Point localization data:
--------------------
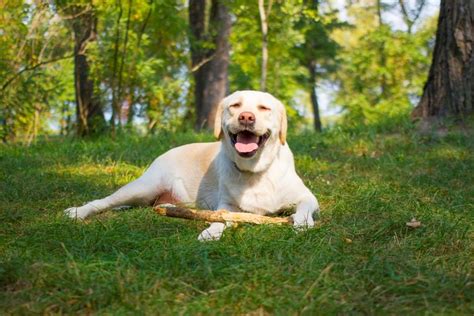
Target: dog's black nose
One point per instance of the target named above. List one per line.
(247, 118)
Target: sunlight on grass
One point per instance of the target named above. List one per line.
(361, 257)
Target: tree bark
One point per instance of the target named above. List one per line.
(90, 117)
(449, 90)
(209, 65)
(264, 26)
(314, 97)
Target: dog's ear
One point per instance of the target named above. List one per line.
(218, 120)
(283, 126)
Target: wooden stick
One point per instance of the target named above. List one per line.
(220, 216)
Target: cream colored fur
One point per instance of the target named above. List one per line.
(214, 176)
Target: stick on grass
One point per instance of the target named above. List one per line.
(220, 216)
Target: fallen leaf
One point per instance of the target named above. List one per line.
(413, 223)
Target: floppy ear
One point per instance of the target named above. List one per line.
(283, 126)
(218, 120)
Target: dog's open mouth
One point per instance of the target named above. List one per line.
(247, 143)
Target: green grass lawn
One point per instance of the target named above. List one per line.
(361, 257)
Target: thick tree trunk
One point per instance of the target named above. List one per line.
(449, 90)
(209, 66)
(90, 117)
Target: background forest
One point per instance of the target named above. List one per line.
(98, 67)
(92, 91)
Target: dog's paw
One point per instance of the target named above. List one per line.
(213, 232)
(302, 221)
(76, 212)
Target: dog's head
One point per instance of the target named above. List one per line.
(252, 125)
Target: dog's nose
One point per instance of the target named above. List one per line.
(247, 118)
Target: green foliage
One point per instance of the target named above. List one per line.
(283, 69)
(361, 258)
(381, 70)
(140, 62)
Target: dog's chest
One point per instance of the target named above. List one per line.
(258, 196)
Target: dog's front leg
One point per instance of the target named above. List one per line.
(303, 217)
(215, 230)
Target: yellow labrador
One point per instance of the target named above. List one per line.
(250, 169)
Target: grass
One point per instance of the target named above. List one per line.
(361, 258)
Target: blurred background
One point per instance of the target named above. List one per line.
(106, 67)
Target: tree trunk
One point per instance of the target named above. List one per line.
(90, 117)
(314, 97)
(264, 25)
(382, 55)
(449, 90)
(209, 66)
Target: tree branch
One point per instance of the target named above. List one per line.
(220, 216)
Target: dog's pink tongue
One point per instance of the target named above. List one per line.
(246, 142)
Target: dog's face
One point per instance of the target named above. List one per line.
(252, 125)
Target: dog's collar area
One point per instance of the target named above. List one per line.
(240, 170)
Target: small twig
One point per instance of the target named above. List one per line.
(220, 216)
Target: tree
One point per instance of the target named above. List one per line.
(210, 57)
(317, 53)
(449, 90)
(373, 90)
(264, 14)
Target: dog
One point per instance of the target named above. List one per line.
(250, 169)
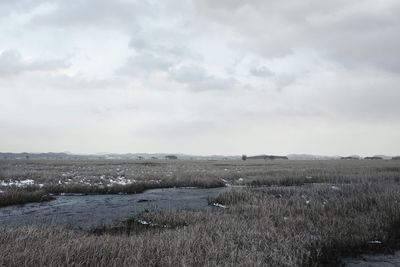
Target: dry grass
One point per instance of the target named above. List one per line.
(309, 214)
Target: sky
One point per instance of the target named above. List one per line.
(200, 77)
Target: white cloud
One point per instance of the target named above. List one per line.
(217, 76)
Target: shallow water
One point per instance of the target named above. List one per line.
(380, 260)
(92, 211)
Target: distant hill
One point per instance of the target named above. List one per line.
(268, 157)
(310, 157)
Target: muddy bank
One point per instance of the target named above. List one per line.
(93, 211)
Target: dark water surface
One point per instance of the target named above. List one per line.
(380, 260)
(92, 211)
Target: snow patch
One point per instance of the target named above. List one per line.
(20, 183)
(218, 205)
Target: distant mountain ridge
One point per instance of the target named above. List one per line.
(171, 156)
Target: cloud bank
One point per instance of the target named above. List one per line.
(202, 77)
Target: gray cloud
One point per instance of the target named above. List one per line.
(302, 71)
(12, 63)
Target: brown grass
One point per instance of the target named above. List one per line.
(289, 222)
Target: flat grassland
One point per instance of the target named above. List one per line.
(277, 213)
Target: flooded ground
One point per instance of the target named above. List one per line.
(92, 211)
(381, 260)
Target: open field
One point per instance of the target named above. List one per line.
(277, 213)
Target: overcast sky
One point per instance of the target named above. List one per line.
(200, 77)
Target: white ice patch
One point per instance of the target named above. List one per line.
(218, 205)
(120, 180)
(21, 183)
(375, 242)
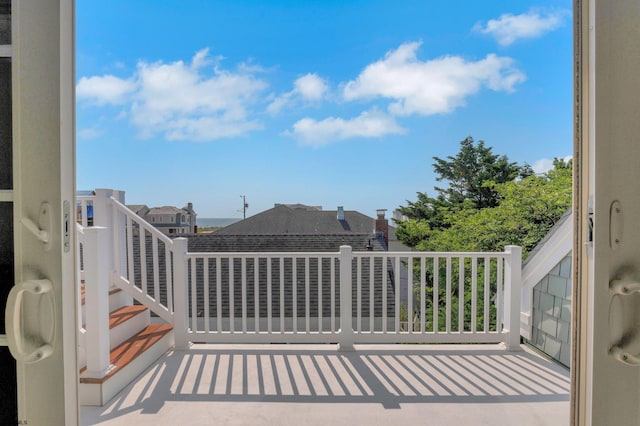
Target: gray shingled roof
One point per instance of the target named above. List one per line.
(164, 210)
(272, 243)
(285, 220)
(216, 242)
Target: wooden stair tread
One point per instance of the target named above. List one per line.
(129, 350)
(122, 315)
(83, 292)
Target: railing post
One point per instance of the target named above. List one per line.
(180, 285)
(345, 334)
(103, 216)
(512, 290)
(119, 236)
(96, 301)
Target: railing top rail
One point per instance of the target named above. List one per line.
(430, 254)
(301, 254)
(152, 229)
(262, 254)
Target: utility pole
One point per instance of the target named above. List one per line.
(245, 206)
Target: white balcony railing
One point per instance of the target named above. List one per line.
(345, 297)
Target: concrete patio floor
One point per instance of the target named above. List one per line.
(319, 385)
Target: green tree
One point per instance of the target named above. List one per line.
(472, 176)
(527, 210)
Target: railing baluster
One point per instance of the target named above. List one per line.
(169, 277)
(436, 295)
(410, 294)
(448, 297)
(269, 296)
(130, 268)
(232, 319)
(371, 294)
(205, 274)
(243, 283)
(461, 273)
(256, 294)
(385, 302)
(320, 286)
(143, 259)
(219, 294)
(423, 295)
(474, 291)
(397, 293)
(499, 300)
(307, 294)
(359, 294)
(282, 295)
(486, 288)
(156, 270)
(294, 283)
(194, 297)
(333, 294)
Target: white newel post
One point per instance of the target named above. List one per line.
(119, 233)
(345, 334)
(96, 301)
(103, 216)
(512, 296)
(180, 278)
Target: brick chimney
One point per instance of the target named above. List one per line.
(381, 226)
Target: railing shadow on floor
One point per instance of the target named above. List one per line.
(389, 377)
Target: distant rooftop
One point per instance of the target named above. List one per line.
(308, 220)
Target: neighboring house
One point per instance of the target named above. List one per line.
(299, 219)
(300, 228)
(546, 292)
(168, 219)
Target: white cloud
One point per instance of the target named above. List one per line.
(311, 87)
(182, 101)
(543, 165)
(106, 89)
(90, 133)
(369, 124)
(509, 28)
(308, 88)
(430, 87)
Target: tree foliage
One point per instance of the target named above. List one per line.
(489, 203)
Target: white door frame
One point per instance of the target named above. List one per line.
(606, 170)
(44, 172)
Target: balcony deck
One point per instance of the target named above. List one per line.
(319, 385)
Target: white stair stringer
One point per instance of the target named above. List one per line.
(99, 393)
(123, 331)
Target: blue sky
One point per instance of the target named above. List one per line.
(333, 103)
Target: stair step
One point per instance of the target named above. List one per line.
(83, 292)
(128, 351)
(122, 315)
--------------------
=== Task statement ===
All records should be output exactly, with the pictures left out.

=== Finished exercise ===
Target: dog's black nose
One point per instance of the target named above. List one per line.
(247, 118)
Target: sunlight on grass
One point per instance of the target named above. List one per line.
(361, 257)
Target: tree bark
One point per instance of the target named above. List one per line.
(90, 117)
(449, 90)
(209, 65)
(264, 26)
(314, 97)
Target: dog's ear
One point per instance of the target named above. List one per line.
(218, 120)
(283, 126)
Target: wooden stick
One point per instance of the target named above. List one per line.
(220, 216)
Target: cream colored fur
One point per instance of the target named above. List one per line.
(214, 176)
Target: stick on grass
One point per instance of the target named above. List one per line.
(220, 216)
Target: fallen leaf
One point per instance of the target named above. List one per line.
(413, 223)
Target: floppy ear
One point per instance of the target named above. List one per line.
(283, 126)
(218, 120)
Target: dog's open mouth
One point per instance of the target named above. List one per line.
(247, 143)
Target: green grass lawn
One point per instance of the target named above. List one per line.
(361, 257)
Target: thick tree trunk
One point per instance of the target named above. List one per line.
(449, 90)
(209, 66)
(90, 117)
Target: background forest
One point per instance of the target named above. List one per line.
(98, 67)
(92, 91)
Target: dog's paw
One point per instance of the target named above. List one per line.
(213, 232)
(302, 221)
(76, 212)
Target: dog's head
One point per instance of the target named above. List one per line.
(252, 125)
Target: dog's nose
One point per instance of the target named above. List one per line.
(247, 118)
Target: green foliage
One point per instance of the target named above. List one per line.
(283, 69)
(361, 258)
(381, 70)
(140, 62)
Target: dog's chest
One point per instance of the target named above. List one per line.
(258, 196)
Target: dog's front leg
One point per instance of the target named above. List one per line.
(303, 217)
(215, 230)
Target: yellow labrador
One point per instance of the target named above. List one per line.
(250, 169)
Target: grass
One point per instance of the target named above. List one per line.
(361, 258)
Target: blurred background
One point per instance of the target named above. List one per line.
(106, 67)
Target: tree trunk
One point per instance of the target named above. List one per line.
(90, 117)
(314, 97)
(264, 25)
(382, 55)
(449, 90)
(209, 66)
Target: tree branch
One point per instance of the target named above. List one per line.
(220, 216)
Target: dog's pink tongue
One point per instance of the target named above. List one per line.
(246, 142)
Target: dog's face
One point per instance of the target named above. List one per line.
(252, 125)
Target: dog's collar area
One point per instance of the target named above. List one per line.
(240, 170)
Target: small twig
One point per instance of the target named above. List one per line.
(220, 216)
Target: tree
One point per instance of the target named above. List one per line.
(210, 57)
(317, 53)
(449, 90)
(373, 90)
(264, 14)
Target: dog
One point per instance of the target named above. List one per line.
(250, 169)
Target: dry grass
One point per instance of the target named above. List one per line.
(309, 214)
Target: sky
One point per instance of the target named above. List one per line.
(200, 77)
Target: white cloud
One point per instance of the target named above. List one per line.
(217, 76)
Target: shallow water
One point per instance of the target named above. List one per line.
(380, 260)
(92, 211)
Target: distant hill
One point per instance of the target named above. List one per line.
(268, 157)
(310, 157)
Target: muddy bank
One point per instance of the target named above. List one per line.
(93, 211)
Target: dark water surface
One point per instance of the target named above. List one per line.
(380, 260)
(92, 211)
Target: snow patch
One point per instance of the target named above. List one per line.
(20, 183)
(218, 205)
Target: distant mountain ridge
One point per instance of the target named above. List one per line.
(171, 156)
Target: cloud bank
One point per instance of the target named above. List one per line.
(202, 77)
Target: gray cloud
One point per instance of the target named above. List one per line.
(302, 71)
(12, 63)
Target: brown grass
One point per instance of the target named above. List one per line.
(289, 222)
Target: flat grassland
One point per instance of the target named above. List one per line.
(277, 213)
Target: flooded ground
One point per instance of the target named above. List one per line.
(92, 211)
(381, 260)
Target: open field
One point per instance of the target named above. List one per line.
(277, 213)
Target: overcast sky
One point per instance of the target named above. List one per line.
(200, 77)
Target: white ice patch
One point per instance of the target named above. List one per line.
(218, 205)
(120, 180)
(21, 183)
(375, 242)
Target: gray shingled roof
One point per instance of the target named above. List one per line.
(164, 210)
(272, 243)
(285, 220)
(216, 242)
Target: wooden stair tread
One point per instance of the target named above. List one per line.
(129, 350)
(122, 315)
(83, 292)
Target: railing post
One point per instance of the target named above. List one per line.
(180, 285)
(345, 334)
(103, 216)
(512, 290)
(119, 236)
(96, 301)
Target: railing top rail
One point per instance of the target named above. List one per line.
(430, 254)
(301, 254)
(152, 229)
(262, 254)
Target: utility pole
One point per instance of the target named above. List one per line.
(245, 206)
Target: white balcony railing
One point per instance of the target named above. List one per line.
(345, 297)
Target: concrete patio floor
One point per instance of the target named above. List one per line.
(319, 385)
Target: green tree
One point per instance of the target named above. List one per line.
(472, 176)
(527, 210)
Target: railing baluster
One point per instance of the target named above. List one per line.
(169, 277)
(436, 295)
(410, 294)
(448, 297)
(269, 296)
(130, 268)
(232, 319)
(371, 294)
(205, 274)
(243, 283)
(461, 273)
(256, 294)
(385, 302)
(320, 286)
(143, 259)
(219, 294)
(423, 295)
(474, 291)
(397, 293)
(499, 300)
(307, 294)
(359, 294)
(282, 295)
(486, 288)
(156, 270)
(294, 283)
(194, 297)
(333, 294)
Target: white newel post
One point per instance of the target named above. List one per line.
(119, 233)
(345, 334)
(96, 301)
(103, 216)
(512, 296)
(180, 278)
Target: brick chimney
One point per instance of the target named above. List one per line.
(381, 226)
Target: railing shadow on floor
One point per instance of the target named above. List one per line.
(389, 377)
Target: distant rooftop
One point per instance of the target named above. List one per line.
(308, 220)
Target: neighboring house
One point per instance of the target named above. List one per line.
(299, 219)
(300, 228)
(546, 292)
(168, 219)
Target: white cloud
One point per instance of the target named above. List one per line.
(311, 87)
(182, 101)
(543, 165)
(106, 89)
(90, 133)
(369, 124)
(509, 28)
(308, 88)
(430, 87)
Target: tree foliage
One point per instance of the target named above. List one per line.
(489, 203)
Target: white door frame
One point per instance of the target named above. List one per line.
(606, 170)
(44, 172)
Target: balcony deck
One point per instance of the target named above. List one per line.
(319, 385)
Target: white stair stringer
One point per instance of the target named above. List one per line.
(99, 393)
(123, 331)
Target: blue sky
One point per instance of the target named above. List one per line.
(333, 103)
Target: stair step
One point per instance of the target named above. List one per line.
(83, 292)
(128, 351)
(122, 315)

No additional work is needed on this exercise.